■ **Exercise description**
Take each line from the material below that includes the string "building" and copy it.

┌─ Input for this task

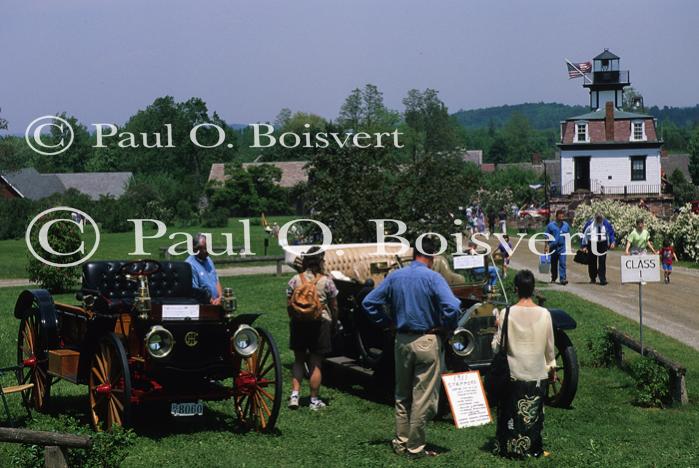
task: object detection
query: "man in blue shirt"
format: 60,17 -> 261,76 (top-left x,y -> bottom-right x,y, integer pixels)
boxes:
581,213 -> 616,285
362,238 -> 461,458
544,209 -> 571,285
185,234 -> 223,304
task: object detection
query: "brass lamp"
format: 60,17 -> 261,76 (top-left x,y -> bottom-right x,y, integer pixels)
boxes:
222,287 -> 237,320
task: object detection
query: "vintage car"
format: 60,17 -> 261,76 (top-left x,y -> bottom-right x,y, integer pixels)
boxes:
285,243 -> 579,408
13,259 -> 282,432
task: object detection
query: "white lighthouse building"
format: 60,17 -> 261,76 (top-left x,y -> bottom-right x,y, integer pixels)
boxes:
558,50 -> 663,197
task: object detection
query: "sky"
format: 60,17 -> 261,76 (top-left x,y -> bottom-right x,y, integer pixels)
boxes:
2,0 -> 698,133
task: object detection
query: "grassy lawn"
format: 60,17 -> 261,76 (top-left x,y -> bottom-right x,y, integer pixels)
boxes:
0,216 -> 295,280
0,275 -> 698,467
676,260 -> 699,270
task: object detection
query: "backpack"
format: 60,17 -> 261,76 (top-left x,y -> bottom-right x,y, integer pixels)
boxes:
289,273 -> 323,321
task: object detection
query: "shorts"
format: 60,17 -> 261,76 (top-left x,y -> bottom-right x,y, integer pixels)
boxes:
662,264 -> 672,271
289,319 -> 331,355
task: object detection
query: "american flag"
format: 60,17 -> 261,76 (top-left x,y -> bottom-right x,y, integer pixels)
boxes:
567,61 -> 592,79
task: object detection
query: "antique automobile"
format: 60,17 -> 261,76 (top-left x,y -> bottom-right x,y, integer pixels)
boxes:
285,243 -> 579,408
13,259 -> 282,432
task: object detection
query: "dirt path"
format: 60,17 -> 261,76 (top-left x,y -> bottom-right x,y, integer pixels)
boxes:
508,248 -> 699,351
0,264 -> 295,289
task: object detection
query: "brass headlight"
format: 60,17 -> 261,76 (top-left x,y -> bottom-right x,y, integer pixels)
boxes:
144,325 -> 175,358
222,287 -> 237,318
232,325 -> 260,358
449,328 -> 476,357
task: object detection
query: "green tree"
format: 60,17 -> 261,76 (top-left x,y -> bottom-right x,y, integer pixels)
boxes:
668,169 -> 697,206
338,88 -> 363,131
34,113 -> 92,173
402,88 -> 460,158
688,126 -> 699,185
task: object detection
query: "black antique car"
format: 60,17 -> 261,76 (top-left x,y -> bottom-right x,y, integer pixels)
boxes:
13,259 -> 282,432
286,243 -> 579,408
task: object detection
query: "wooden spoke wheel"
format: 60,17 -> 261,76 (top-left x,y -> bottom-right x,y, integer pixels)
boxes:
88,333 -> 132,432
234,327 -> 282,432
546,330 -> 579,408
17,314 -> 51,412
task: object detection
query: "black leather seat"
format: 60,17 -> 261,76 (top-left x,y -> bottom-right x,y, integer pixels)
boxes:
82,261 -> 210,305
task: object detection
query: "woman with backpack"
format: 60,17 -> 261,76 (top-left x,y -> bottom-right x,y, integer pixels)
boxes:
286,246 -> 338,410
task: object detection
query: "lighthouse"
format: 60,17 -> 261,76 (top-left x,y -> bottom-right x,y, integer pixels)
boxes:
557,50 -> 664,203
583,49 -> 630,110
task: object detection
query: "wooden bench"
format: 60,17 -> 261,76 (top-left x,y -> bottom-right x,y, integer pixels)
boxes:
158,245 -> 246,260
607,327 -> 688,405
0,365 -> 33,426
0,427 -> 92,468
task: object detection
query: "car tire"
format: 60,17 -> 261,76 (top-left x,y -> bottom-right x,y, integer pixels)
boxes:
546,330 -> 579,408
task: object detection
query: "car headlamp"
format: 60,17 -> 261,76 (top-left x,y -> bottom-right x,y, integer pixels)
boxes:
144,325 -> 175,358
232,325 -> 260,358
449,328 -> 476,357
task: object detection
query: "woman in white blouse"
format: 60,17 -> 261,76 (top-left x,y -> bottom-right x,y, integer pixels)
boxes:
491,270 -> 555,458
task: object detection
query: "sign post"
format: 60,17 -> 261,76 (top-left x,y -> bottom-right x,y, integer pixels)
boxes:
620,255 -> 661,355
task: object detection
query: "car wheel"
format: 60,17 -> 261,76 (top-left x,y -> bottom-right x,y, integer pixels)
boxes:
17,314 -> 52,412
546,330 -> 579,408
234,327 -> 282,432
88,332 -> 132,431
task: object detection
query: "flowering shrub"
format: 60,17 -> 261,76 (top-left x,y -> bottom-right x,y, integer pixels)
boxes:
572,200 -> 699,262
668,204 -> 699,261
572,199 -> 669,247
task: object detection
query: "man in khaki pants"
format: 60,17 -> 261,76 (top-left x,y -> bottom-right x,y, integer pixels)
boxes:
362,239 -> 461,458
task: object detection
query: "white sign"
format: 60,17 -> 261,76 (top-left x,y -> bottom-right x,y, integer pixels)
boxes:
621,255 -> 661,283
441,371 -> 492,428
162,304 -> 200,320
453,255 -> 485,270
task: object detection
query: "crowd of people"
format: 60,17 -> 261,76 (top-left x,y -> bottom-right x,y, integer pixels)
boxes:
183,207 -> 680,461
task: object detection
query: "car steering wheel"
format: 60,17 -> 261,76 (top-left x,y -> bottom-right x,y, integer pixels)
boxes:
119,259 -> 162,277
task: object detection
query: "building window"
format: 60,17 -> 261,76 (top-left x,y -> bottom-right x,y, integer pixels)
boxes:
631,156 -> 646,181
631,121 -> 645,141
575,122 -> 588,142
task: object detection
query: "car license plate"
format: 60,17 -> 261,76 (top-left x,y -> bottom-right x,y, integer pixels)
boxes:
170,401 -> 204,417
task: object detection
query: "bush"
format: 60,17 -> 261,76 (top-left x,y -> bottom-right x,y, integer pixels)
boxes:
26,211 -> 82,292
0,198 -> 36,239
572,199 -> 699,263
10,416 -> 135,467
585,330 -> 616,367
201,207 -> 229,228
93,196 -> 131,232
631,357 -> 670,408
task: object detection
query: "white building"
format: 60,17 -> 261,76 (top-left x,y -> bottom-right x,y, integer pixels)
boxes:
558,50 -> 662,196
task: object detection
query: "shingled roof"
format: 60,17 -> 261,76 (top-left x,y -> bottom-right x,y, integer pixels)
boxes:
0,168 -> 132,200
1,168 -> 65,200
51,172 -> 132,200
208,161 -> 309,188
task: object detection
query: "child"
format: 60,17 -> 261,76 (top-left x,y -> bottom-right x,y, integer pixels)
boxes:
658,239 -> 678,284
498,234 -> 513,278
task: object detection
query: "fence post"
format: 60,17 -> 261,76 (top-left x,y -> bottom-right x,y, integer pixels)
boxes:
44,446 -> 68,468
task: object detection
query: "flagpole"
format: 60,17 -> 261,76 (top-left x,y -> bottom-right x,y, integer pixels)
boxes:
566,58 -> 592,84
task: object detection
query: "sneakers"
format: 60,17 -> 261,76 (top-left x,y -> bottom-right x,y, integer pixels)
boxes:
309,398 -> 327,411
288,394 -> 299,410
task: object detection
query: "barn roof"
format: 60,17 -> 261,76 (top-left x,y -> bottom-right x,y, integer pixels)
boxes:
208,161 -> 308,188
50,172 -> 132,200
1,168 -> 65,200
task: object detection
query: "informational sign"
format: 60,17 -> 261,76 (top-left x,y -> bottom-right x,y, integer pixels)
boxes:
441,371 -> 491,428
620,255 -> 661,283
453,254 -> 485,270
162,304 -> 199,320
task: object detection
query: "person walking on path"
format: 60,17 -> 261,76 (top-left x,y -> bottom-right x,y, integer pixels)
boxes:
581,213 -> 616,285
362,239 -> 461,458
625,218 -> 656,255
659,239 -> 679,284
544,209 -> 570,285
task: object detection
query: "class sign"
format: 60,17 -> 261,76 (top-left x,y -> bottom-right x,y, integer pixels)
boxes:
620,254 -> 660,283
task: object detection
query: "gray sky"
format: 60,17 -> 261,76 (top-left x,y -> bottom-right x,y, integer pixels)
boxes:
2,0 -> 698,133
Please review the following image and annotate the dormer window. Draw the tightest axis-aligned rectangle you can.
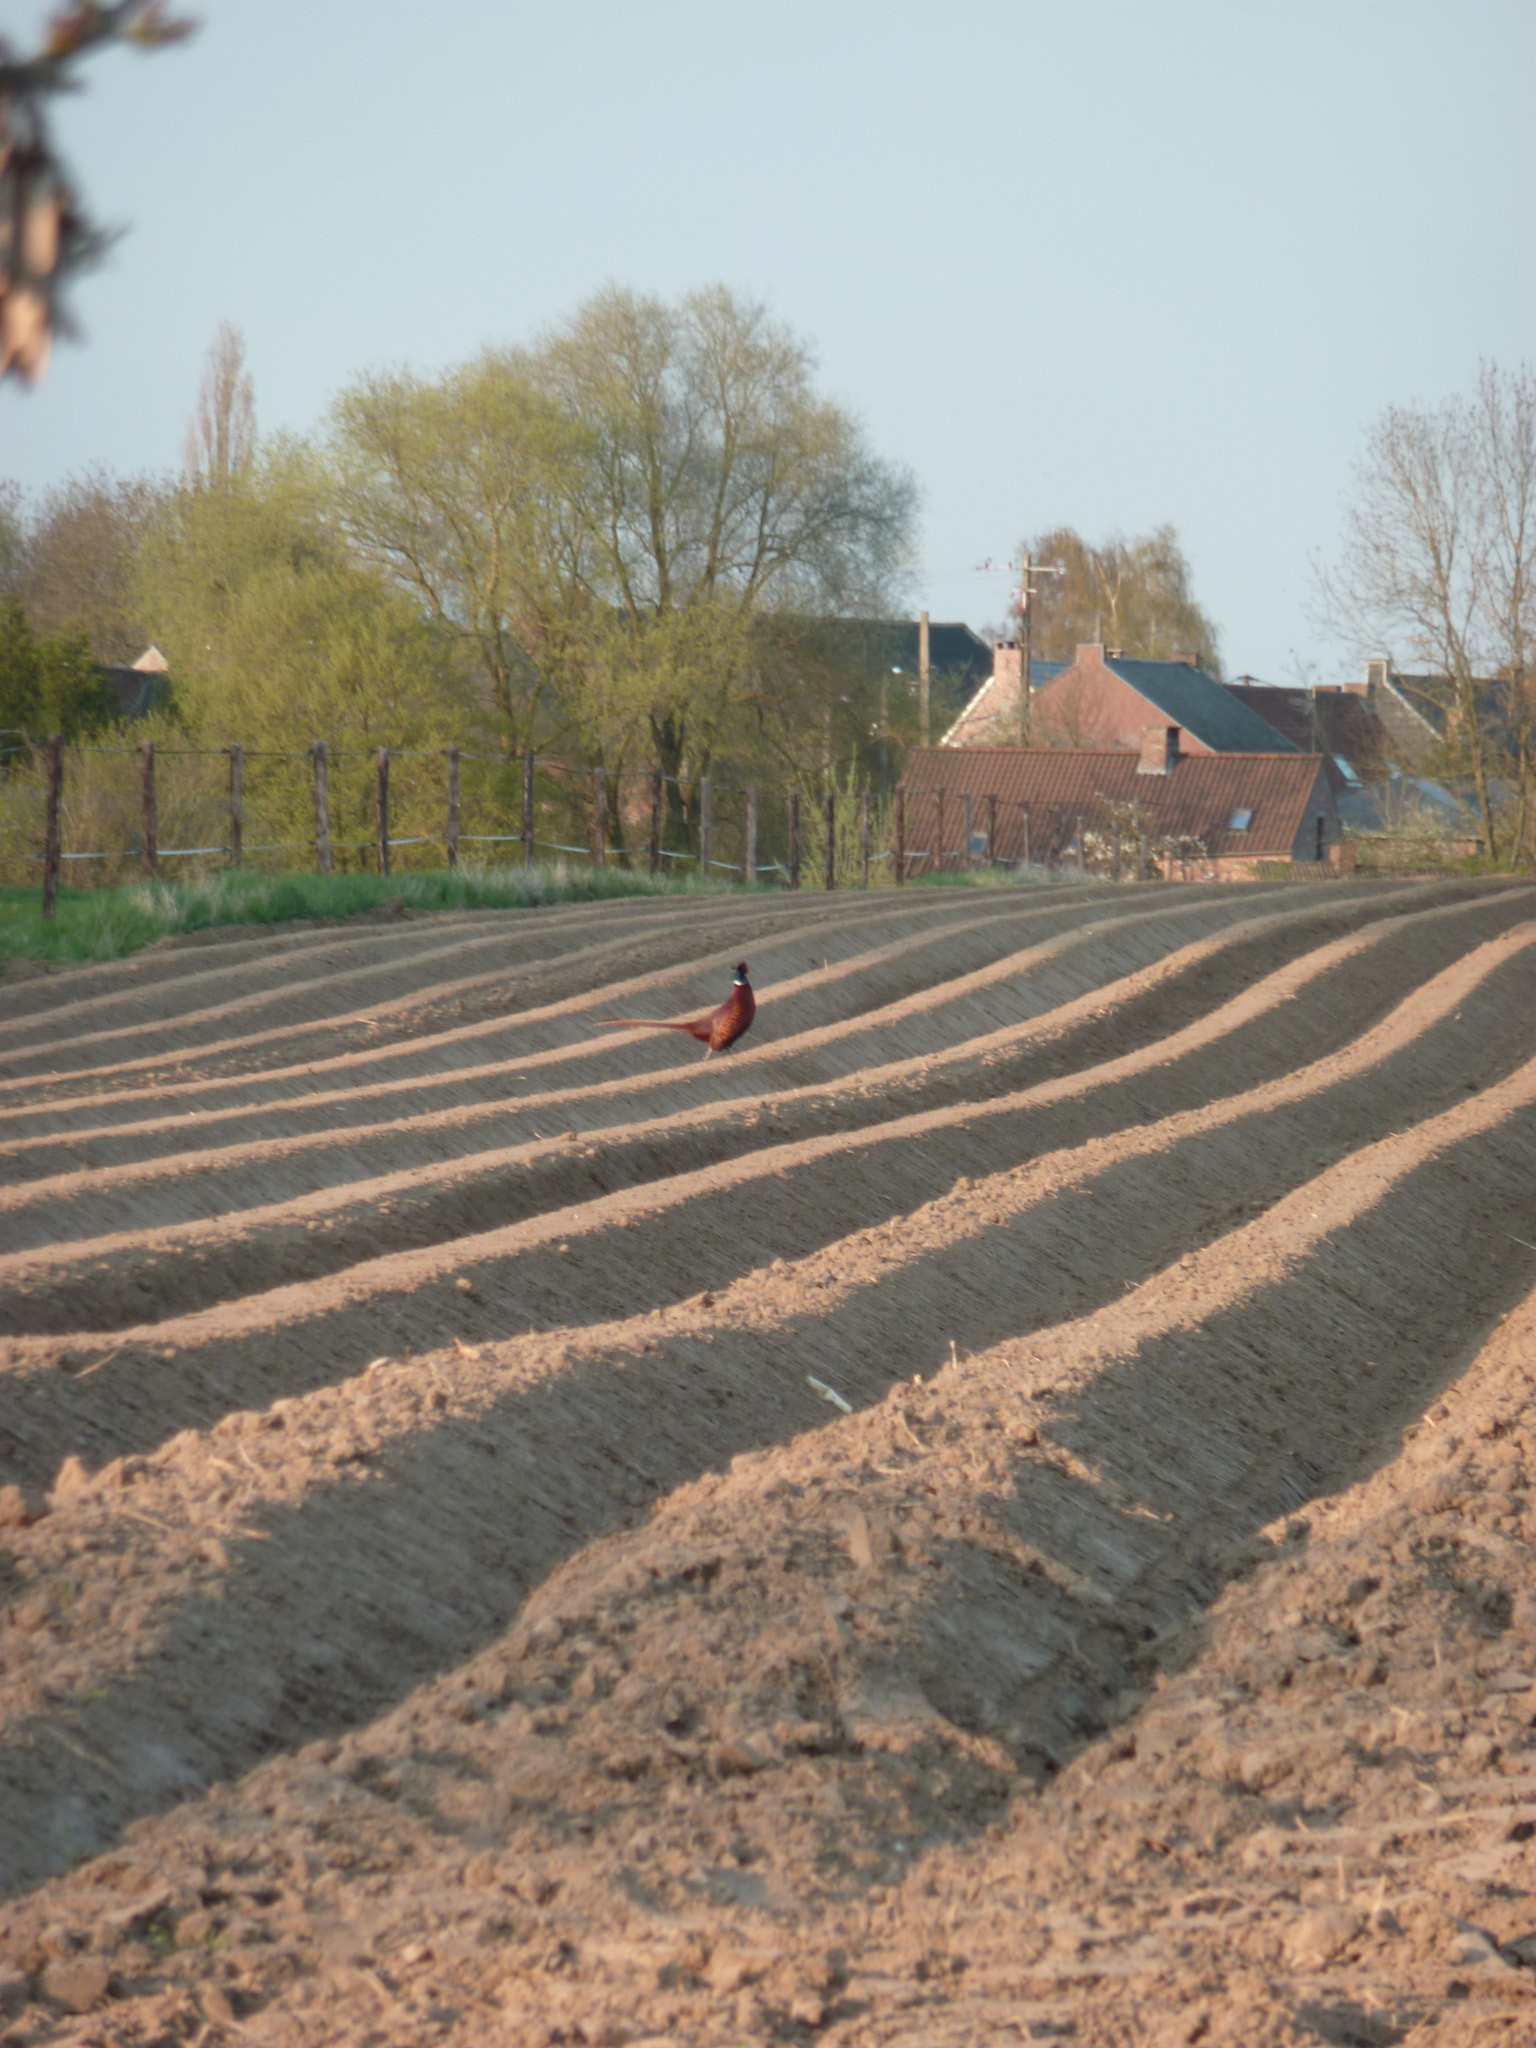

└─

■ **Answer below**
query: "white lighthouse building"
query: "building window"
query: "white building"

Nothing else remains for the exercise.